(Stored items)
## Begin
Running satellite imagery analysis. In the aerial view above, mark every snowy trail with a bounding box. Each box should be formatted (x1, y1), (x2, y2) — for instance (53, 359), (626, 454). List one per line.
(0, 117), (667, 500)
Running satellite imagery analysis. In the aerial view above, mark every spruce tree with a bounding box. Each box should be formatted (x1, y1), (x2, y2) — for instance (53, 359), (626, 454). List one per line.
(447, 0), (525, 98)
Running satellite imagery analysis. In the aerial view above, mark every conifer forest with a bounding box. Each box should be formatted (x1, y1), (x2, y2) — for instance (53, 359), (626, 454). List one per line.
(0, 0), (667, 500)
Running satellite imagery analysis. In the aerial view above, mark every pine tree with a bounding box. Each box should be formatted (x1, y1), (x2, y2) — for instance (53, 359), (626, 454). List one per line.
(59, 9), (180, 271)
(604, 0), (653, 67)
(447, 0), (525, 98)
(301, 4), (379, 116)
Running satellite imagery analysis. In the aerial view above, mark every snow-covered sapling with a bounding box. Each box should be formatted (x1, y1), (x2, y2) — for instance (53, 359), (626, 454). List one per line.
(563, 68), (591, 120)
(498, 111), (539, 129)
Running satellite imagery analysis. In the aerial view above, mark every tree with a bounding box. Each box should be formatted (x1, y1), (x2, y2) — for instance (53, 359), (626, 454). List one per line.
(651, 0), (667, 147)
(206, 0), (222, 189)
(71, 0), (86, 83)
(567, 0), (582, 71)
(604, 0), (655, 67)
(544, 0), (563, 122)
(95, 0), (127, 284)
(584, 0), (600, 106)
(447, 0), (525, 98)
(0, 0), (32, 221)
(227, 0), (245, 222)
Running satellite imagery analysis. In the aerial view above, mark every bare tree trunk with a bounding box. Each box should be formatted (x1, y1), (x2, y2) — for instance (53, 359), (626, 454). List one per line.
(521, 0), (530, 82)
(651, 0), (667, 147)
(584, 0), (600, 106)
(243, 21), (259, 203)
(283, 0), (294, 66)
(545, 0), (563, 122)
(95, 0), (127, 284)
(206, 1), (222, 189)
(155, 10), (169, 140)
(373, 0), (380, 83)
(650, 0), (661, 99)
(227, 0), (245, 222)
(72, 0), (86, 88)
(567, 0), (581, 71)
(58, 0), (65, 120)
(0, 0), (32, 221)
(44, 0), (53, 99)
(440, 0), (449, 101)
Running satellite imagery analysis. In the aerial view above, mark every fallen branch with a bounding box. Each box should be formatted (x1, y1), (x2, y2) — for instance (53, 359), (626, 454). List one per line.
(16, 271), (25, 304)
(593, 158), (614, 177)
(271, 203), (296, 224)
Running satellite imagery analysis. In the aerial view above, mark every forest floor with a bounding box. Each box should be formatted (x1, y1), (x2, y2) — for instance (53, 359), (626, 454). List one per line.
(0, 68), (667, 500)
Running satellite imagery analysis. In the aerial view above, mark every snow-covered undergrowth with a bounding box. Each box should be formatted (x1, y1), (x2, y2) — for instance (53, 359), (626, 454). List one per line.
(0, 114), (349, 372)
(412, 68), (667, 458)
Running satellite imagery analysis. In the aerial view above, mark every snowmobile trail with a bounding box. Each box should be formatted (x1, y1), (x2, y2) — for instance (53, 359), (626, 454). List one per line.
## End
## [PROBLEM DETAILS]
Pull out every line in the data above that contains the word "forest" and copy each one. Case counts.

## [EXPECTED ANSWER]
Running satellite imagery analysis. In the aerial view above, mark every conifer forest with a bounding box. Each box should be formatted (x1, y1), (x2, y2) — for instance (53, 359), (626, 454). List one per line.
Running satellite imagery analysis. In the aerial view above, mark every forest floor with a bounding box. Each box should be formatted (x1, y1), (x2, y2) — for instance (53, 359), (626, 454). List one per line.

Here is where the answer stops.